[BEGIN]
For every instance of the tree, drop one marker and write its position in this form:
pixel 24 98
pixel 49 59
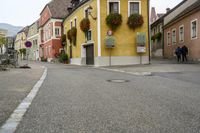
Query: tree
pixel 3 41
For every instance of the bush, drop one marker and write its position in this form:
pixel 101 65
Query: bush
pixel 135 20
pixel 85 25
pixel 63 58
pixel 114 20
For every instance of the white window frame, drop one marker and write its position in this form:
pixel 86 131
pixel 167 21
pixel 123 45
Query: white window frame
pixel 182 26
pixel 57 27
pixel 174 37
pixel 168 38
pixel 108 6
pixel 195 20
pixel 140 6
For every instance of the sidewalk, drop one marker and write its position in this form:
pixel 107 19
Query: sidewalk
pixel 157 65
pixel 15 84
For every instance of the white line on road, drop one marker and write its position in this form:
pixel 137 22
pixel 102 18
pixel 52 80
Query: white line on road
pixel 13 121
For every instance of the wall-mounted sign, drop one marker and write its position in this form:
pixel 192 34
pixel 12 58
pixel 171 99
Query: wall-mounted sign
pixel 28 44
pixel 141 49
pixel 110 42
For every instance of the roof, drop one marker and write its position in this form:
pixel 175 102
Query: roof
pixel 58 8
pixel 194 7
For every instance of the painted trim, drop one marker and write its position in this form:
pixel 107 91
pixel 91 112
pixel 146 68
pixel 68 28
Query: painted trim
pixel 99 27
pixel 196 29
pixel 140 6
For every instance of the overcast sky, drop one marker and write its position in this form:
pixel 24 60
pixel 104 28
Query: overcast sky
pixel 25 12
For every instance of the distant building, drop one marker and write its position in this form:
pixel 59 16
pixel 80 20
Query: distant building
pixel 50 28
pixel 33 35
pixel 3 34
pixel 20 40
pixel 157 33
pixel 90 47
pixel 181 27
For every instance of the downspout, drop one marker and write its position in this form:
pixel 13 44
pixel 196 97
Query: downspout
pixel 149 31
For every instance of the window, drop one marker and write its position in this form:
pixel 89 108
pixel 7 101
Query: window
pixel 134 7
pixel 57 31
pixel 168 38
pixel 173 36
pixel 194 29
pixel 181 33
pixel 113 7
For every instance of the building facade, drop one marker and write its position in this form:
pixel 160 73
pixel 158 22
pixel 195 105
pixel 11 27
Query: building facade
pixel 33 35
pixel 50 28
pixel 181 28
pixel 20 40
pixel 90 49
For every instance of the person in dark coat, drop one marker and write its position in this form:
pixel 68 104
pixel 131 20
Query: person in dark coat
pixel 184 53
pixel 178 53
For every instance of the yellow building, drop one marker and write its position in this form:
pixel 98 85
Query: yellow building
pixel 20 40
pixel 91 48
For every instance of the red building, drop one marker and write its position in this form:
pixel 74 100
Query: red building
pixel 50 28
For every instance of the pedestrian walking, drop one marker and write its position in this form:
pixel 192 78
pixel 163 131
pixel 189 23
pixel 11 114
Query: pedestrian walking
pixel 184 53
pixel 178 53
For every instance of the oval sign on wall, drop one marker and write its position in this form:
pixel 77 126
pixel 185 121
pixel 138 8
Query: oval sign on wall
pixel 28 44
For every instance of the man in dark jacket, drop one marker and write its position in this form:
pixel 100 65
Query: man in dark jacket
pixel 184 53
pixel 178 53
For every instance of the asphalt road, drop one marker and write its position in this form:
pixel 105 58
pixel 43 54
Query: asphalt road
pixel 77 99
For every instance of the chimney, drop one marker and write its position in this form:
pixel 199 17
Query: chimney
pixel 167 10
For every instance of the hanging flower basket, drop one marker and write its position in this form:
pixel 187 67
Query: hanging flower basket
pixel 114 20
pixel 135 21
pixel 85 25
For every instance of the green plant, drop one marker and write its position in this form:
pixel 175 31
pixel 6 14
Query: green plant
pixel 85 25
pixel 114 20
pixel 135 21
pixel 63 58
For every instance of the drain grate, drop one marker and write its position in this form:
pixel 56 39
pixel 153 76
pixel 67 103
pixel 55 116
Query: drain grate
pixel 118 81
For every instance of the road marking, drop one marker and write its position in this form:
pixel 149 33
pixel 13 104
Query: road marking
pixel 13 121
pixel 133 73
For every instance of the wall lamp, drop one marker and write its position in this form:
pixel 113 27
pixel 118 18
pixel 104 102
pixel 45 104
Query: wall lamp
pixel 90 12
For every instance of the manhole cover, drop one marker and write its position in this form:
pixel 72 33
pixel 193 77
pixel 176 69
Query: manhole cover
pixel 118 81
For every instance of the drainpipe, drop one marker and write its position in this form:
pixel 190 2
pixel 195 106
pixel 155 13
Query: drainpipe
pixel 148 4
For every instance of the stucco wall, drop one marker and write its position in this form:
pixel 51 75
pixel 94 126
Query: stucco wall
pixel 193 45
pixel 79 15
pixel 125 37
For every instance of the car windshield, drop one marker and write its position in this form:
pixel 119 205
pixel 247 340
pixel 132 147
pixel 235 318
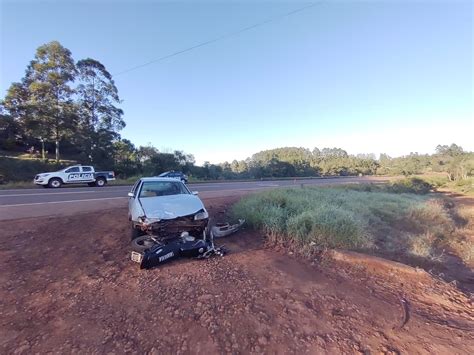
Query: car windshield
pixel 162 188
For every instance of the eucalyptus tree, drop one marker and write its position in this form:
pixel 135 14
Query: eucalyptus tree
pixel 48 80
pixel 97 100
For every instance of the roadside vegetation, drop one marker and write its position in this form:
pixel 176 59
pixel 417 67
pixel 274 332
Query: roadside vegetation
pixel 401 218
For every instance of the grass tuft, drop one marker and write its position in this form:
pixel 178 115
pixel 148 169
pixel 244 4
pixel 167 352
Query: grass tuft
pixel 354 218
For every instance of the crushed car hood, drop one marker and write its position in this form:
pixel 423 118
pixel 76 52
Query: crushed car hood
pixel 170 207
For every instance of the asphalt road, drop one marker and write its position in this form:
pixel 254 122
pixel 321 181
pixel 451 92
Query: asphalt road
pixel 36 202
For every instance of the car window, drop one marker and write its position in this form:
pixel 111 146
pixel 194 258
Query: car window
pixel 134 188
pixel 162 188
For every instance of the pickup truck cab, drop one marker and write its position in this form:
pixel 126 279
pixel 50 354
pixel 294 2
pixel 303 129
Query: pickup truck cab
pixel 76 174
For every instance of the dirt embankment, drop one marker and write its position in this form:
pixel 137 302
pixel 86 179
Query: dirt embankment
pixel 67 285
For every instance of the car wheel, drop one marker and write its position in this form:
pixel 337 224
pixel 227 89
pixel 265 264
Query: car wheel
pixel 142 243
pixel 100 182
pixel 55 183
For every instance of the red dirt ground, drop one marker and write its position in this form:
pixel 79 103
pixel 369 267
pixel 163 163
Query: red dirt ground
pixel 68 286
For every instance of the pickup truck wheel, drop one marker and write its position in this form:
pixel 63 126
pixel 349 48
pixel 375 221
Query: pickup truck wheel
pixel 100 182
pixel 55 183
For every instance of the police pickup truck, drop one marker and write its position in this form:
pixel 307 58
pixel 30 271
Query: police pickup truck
pixel 76 174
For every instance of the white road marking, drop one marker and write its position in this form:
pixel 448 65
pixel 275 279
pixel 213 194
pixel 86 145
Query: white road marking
pixel 56 193
pixel 56 202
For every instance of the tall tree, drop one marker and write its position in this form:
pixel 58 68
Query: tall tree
pixel 48 78
pixel 97 101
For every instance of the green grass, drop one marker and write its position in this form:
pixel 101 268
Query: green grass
pixel 317 218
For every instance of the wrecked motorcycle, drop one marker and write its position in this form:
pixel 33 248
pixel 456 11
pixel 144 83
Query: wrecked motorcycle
pixel 151 251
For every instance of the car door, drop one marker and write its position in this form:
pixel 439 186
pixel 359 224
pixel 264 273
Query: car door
pixel 86 174
pixel 73 174
pixel 132 199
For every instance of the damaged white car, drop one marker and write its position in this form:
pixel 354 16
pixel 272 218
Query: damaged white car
pixel 166 208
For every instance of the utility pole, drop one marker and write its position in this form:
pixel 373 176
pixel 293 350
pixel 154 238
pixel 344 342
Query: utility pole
pixel 42 149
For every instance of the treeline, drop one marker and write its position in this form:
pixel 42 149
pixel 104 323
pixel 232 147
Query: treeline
pixel 64 106
pixel 288 162
pixel 452 160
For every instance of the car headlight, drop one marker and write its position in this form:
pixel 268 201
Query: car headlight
pixel 201 215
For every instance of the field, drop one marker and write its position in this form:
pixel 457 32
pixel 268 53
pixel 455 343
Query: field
pixel 419 229
pixel 68 286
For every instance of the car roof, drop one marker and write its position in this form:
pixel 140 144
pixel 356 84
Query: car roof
pixel 158 178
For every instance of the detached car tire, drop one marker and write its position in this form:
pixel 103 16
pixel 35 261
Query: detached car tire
pixel 55 183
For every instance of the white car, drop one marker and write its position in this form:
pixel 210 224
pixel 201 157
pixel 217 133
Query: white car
pixel 165 207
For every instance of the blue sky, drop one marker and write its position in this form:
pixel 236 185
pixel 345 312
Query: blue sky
pixel 366 76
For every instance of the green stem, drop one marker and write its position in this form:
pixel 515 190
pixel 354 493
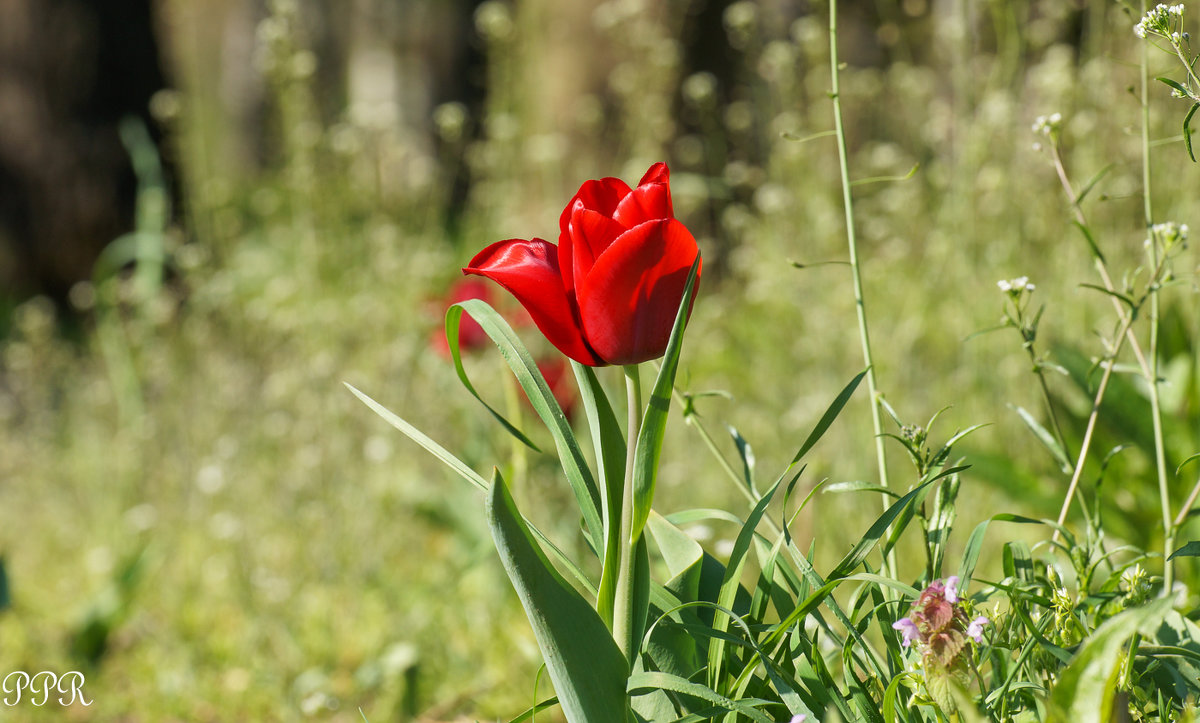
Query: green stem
pixel 1152 372
pixel 1085 446
pixel 851 238
pixel 623 603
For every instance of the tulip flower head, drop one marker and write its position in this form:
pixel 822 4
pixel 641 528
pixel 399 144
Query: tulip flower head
pixel 609 291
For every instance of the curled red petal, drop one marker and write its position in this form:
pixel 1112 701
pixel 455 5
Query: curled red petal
pixel 591 233
pixel 629 299
pixel 649 201
pixel 658 173
pixel 529 272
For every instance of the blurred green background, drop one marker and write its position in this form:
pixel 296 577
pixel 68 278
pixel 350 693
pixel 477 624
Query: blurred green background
pixel 197 513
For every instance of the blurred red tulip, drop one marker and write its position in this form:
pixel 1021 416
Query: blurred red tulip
pixel 610 291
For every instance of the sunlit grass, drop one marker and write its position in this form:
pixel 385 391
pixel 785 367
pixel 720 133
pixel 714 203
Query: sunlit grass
pixel 299 559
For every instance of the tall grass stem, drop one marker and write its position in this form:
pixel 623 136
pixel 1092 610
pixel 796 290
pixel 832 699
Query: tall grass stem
pixel 1152 372
pixel 856 273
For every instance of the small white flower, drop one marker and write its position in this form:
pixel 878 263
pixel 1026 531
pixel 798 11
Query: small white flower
pixel 952 589
pixel 975 631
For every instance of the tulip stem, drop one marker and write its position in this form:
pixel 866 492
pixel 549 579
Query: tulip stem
pixel 859 305
pixel 623 604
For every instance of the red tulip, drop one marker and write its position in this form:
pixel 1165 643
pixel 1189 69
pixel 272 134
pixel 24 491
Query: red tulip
pixel 610 291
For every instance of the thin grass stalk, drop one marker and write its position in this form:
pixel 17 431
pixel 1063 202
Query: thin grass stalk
pixel 1085 446
pixel 856 273
pixel 1152 375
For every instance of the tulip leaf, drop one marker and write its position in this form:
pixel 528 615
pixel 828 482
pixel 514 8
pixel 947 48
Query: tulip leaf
pixel 654 423
pixel 525 369
pixel 467 473
pixel 588 670
pixel 1086 688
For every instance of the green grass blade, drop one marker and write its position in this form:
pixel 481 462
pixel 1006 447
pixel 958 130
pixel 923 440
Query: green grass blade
pixel 647 681
pixel 732 581
pixel 1086 688
pixel 828 417
pixel 1044 436
pixel 1187 131
pixel 418 436
pixel 975 543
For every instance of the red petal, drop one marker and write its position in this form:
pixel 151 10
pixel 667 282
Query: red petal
pixel 649 201
pixel 591 233
pixel 629 300
pixel 529 272
pixel 658 173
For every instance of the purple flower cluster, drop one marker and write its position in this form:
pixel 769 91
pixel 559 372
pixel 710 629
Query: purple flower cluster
pixel 937 625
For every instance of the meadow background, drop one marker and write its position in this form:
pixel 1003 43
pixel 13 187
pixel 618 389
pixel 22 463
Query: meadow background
pixel 197 513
[END]
Find "For every instance of the red petal, drop" in the data above, then repeat that line and all lines after it exactly, ending with the final line.

Solution for this exercise
For every instance of the red petal, drop one marker and write its position in this form:
pixel 151 10
pixel 667 282
Query: red petal
pixel 649 201
pixel 591 233
pixel 629 300
pixel 529 272
pixel 658 173
For every instance of the purple flower cluster, drop one marker and write its position in this form:
pixel 769 91
pixel 559 372
pixel 710 629
Query: purple flower cluster
pixel 937 625
For every instance of the meadow background, drop one marker and write its position in this form:
pixel 1003 43
pixel 13 187
pixel 618 389
pixel 22 463
Query: meadow background
pixel 197 513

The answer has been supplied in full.